**What this exercise asks**:
1 – List every term the fishing forum thread uses as a name for a kind of fish.
2 – In the fishing forum thread, shorten the paragraph beginning "I don't really care about their words" into a brief bulleted list that keeps its main facts.
3 – Carry on the fishing forum thread from the point where it stops.
=== Text block ===
You going to let them talk about you like that - calling you a "mudfish" and/or "trashfish" ?;D ;D ;D

Looks like they are about as much fun as a big ole sailcat though.


----------



## Guest (May 24, 2007)

> Blake,
> 
> You going to let them talk about you like that - calling you a "mudfish" and/or "trashfish" ?;D ;D ;D
> 
> Looks like they are about as much fun as a big ole sailcat though.


I don't really care about their words coming out of their mouth about my trashy mudfish that I never caught this fish before but I had plenty of Bass caught in wekiva river. I'm just showing this teethy critter to let them know to stay off my river.....LOL.


----------



## tom_in_orl (Dec 9, 2006)
=== Entries supplied ===
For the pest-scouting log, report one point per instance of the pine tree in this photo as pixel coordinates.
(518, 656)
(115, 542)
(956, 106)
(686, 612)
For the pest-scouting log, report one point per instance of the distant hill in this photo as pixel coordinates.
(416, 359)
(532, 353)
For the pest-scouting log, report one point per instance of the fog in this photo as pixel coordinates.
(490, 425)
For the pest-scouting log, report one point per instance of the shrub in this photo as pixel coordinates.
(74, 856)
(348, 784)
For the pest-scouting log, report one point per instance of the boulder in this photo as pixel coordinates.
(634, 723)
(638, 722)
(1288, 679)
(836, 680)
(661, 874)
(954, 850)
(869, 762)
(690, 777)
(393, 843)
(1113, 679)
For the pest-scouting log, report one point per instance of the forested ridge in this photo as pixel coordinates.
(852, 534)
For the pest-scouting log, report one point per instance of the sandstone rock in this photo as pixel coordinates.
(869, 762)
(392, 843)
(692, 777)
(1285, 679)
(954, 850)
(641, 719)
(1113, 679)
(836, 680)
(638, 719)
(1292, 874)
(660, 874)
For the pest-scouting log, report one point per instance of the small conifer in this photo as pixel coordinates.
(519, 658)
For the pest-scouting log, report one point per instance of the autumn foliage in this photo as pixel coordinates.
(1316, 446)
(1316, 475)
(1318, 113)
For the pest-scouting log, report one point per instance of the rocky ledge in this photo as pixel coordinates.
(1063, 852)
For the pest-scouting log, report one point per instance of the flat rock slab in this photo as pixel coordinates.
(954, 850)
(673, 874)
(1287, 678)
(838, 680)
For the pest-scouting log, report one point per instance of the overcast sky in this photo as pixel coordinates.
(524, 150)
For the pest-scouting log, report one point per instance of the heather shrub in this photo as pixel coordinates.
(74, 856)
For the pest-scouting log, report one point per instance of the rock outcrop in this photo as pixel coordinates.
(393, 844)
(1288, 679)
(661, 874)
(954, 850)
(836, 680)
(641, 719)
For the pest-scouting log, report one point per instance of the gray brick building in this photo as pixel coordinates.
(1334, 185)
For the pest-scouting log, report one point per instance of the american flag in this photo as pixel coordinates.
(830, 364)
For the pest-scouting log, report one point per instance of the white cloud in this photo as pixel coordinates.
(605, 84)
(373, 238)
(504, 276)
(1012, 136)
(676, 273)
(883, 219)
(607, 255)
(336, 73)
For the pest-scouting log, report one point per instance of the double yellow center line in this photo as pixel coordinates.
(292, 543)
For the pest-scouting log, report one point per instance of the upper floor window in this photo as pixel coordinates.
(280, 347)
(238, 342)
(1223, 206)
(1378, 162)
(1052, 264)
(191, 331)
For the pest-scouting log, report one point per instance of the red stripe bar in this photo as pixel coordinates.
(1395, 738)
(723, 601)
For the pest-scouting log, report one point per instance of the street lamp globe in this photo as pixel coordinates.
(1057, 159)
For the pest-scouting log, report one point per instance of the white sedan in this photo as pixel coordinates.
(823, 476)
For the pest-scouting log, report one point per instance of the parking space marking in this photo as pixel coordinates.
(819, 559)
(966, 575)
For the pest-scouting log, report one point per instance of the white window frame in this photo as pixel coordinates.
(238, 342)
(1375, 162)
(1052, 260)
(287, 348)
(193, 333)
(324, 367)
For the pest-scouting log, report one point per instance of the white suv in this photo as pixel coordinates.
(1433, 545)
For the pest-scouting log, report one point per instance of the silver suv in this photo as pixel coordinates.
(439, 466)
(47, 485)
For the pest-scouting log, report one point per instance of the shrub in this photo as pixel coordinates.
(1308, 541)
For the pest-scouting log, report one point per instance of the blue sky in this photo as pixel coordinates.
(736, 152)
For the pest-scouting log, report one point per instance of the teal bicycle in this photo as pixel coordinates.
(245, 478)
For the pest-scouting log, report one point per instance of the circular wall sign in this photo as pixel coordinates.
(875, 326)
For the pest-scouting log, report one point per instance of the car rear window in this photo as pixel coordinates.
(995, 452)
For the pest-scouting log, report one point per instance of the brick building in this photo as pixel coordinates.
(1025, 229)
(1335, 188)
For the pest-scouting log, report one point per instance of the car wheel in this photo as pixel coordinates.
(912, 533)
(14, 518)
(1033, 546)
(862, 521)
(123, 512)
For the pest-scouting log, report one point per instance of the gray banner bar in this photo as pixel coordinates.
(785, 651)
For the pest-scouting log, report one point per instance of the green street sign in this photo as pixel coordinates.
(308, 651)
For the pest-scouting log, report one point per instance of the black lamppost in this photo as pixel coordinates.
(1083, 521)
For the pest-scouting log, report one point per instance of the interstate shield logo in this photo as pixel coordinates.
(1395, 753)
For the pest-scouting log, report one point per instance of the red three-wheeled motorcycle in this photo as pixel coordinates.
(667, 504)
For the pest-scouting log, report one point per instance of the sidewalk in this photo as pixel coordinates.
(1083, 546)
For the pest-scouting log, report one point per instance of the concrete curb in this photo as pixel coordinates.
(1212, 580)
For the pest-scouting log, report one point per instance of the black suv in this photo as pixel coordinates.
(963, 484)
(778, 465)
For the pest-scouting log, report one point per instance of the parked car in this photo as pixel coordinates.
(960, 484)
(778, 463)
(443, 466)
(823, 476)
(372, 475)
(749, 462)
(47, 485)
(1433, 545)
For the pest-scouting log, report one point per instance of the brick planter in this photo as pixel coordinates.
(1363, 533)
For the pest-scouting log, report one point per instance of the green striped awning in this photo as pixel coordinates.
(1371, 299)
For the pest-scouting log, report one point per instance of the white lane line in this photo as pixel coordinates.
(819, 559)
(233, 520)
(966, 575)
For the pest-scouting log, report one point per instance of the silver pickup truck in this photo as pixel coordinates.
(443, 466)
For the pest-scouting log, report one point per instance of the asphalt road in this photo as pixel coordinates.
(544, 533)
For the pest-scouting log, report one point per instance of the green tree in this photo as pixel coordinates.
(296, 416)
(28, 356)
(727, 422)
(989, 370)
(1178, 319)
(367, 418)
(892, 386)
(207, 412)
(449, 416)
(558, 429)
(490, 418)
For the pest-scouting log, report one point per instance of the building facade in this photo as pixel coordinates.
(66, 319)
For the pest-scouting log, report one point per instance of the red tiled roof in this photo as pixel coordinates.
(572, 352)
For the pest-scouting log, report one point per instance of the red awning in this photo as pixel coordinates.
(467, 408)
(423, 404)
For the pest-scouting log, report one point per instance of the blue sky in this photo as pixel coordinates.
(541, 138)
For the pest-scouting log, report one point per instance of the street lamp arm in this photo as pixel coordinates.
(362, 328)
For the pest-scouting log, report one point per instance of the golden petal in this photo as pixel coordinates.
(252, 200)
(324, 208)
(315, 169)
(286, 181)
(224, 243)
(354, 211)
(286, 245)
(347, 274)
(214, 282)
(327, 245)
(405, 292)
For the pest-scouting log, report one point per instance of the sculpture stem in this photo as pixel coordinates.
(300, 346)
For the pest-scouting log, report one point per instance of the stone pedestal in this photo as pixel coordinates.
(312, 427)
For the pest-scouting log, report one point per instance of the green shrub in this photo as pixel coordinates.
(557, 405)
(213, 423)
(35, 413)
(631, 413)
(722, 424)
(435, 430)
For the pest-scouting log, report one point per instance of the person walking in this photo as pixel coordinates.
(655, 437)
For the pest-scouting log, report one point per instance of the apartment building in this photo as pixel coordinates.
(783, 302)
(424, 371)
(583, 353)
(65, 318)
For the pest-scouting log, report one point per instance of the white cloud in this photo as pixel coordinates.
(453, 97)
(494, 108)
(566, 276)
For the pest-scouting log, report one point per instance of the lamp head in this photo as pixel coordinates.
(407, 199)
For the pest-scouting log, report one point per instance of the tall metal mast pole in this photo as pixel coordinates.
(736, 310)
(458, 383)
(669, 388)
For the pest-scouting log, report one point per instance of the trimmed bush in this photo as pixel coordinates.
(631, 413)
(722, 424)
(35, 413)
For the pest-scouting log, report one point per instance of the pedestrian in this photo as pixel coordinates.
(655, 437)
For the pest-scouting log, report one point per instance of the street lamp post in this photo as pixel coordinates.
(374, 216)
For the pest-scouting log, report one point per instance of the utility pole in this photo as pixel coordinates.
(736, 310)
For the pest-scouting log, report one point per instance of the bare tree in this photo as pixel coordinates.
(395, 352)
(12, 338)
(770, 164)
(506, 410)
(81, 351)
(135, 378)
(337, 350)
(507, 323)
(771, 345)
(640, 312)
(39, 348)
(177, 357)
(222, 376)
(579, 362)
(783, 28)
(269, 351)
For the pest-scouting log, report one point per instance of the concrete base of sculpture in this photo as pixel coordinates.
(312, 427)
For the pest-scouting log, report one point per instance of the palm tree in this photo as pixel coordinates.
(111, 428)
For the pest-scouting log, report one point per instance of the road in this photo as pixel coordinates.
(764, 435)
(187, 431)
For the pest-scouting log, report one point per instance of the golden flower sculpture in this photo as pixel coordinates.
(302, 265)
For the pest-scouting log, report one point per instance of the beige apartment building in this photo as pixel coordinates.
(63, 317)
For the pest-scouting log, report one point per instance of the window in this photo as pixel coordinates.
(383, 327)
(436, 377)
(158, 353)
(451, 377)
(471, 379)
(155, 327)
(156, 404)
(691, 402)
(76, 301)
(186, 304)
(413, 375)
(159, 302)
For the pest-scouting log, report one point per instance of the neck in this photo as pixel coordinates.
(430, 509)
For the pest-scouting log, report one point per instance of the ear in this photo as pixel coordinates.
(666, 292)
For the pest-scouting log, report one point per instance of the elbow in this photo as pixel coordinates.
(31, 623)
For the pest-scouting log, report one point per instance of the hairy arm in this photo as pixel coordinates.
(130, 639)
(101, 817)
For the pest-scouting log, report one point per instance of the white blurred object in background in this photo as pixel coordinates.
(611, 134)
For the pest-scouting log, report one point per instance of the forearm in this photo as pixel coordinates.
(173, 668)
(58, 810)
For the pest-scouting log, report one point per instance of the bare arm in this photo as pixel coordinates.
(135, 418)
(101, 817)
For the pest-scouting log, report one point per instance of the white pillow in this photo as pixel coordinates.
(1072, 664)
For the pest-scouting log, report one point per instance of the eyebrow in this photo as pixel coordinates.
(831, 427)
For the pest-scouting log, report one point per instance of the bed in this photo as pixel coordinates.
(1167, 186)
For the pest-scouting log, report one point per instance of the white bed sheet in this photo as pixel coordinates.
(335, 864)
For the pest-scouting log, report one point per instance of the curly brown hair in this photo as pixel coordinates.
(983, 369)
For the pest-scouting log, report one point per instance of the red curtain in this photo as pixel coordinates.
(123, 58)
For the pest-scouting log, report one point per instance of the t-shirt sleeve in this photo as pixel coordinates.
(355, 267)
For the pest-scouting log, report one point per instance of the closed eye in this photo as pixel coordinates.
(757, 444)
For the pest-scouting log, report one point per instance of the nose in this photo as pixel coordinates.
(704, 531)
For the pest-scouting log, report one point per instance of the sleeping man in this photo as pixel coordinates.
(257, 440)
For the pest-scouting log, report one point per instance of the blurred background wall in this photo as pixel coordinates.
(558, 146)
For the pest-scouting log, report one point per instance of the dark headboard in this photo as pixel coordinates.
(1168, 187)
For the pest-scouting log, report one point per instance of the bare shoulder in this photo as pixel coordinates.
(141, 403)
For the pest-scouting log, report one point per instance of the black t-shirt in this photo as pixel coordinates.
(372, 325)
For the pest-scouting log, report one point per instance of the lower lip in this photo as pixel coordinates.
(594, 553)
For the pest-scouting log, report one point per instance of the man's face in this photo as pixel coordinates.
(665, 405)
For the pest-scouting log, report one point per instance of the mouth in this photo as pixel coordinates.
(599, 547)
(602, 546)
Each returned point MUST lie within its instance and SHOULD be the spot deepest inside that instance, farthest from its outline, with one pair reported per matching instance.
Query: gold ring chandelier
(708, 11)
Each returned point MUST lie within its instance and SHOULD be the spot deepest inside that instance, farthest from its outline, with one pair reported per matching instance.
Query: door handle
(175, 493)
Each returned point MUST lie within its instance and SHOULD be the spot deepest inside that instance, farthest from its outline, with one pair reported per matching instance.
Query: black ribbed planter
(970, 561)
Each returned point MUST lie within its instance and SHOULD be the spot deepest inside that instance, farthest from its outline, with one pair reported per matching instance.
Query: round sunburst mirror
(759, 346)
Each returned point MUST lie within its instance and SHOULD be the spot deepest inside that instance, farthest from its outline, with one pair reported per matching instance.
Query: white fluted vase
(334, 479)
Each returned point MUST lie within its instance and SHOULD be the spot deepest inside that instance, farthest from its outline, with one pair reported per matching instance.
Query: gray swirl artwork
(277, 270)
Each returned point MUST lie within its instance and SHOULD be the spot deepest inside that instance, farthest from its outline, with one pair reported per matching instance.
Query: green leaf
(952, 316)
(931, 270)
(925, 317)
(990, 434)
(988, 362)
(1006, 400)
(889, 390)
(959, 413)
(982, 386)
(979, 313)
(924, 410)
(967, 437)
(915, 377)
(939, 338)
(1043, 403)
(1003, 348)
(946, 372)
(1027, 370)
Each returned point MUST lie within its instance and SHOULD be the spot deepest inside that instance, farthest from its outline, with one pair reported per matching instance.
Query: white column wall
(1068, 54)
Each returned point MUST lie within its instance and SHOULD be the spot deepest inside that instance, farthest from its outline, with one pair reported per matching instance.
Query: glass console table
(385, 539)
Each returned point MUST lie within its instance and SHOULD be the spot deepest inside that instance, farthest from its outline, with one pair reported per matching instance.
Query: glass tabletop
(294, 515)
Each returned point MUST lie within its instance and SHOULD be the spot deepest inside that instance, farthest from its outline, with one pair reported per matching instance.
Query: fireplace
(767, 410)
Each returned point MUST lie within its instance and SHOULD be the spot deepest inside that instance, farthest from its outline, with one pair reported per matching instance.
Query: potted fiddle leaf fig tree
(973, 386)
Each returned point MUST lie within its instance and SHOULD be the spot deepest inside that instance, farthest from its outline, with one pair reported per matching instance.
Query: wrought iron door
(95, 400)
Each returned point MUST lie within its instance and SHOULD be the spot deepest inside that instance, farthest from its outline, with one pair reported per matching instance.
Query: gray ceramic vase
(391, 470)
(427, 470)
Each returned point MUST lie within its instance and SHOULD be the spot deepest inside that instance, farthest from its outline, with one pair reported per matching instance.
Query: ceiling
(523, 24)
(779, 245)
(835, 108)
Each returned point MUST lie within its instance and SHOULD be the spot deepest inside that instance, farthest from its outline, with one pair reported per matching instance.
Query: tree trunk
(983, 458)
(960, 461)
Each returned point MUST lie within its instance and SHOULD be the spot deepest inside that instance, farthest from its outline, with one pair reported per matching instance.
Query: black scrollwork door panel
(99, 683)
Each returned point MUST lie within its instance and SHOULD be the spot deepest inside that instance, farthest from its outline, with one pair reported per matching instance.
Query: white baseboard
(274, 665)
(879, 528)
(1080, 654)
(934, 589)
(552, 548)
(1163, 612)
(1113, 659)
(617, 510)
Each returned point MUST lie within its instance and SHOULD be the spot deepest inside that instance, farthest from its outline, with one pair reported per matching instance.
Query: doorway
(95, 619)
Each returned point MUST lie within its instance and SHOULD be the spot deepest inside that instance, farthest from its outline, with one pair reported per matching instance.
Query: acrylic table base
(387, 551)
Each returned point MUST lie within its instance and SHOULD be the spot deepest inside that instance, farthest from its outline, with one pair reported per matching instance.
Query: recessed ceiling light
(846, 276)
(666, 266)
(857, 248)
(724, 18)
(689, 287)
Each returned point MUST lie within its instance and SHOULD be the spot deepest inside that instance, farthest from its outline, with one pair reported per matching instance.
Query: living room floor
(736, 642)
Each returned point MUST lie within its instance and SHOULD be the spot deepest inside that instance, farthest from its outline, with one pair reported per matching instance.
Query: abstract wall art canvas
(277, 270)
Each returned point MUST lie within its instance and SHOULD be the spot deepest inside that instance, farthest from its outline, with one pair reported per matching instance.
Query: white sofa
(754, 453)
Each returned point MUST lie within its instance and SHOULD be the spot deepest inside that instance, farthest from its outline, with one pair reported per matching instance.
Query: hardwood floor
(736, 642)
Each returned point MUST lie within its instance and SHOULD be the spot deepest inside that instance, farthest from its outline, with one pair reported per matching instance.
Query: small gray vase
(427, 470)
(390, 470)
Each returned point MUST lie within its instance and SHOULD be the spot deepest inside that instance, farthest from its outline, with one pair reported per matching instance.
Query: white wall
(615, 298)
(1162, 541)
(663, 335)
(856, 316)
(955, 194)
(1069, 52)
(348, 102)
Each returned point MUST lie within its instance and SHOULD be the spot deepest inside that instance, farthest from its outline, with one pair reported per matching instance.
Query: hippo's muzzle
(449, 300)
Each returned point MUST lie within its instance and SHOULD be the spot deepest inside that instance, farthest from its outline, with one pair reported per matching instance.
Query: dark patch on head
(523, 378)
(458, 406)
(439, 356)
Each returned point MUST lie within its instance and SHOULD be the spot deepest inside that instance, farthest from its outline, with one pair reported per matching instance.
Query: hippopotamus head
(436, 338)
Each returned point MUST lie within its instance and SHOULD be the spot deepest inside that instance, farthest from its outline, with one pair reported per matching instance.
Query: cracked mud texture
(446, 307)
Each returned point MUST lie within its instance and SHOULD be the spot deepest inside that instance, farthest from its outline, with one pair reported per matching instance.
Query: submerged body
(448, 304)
===
**Outputs**:
1 – mudfish, trashfish, sailcat, Bass

2 –
- The writer doesn't care what others say about the "trashy mudfish."
- The writer had never caught this fish before.
- The writer had caught plenty of bass in the Wekiva River.
- The writer shared the toothy fish jokingly, as a warning to stay off the river.

3 –
Was back out there today. Wind was blowing like a muther but I took out two fly rods anyways. My shiny TFO 4wt and my super cheap Eagle Claw 8wt. After getting drenched in a squall I picked up about a dozen brim and then changed over to the 8wt with the fly below. To my surprise I was rewarded with a nice bass on fly. Left my camera at home so its another phone pic


----------



## Guest (May 25, 2007)

awesome!!!! Now u are learning to take step by step to become a professional flyfishermen in 10 years from now.... ;D. BTW Nice bass! are u going to be in wekiva tmr afternoon? Stripe jamaican lager beer is gooood!


----------



## JRH (Mar 18, 2007)

Nice job on the bass, Tom!


----------



## Big_Fish (Dec 10, 2006)

Nice Bass I guess!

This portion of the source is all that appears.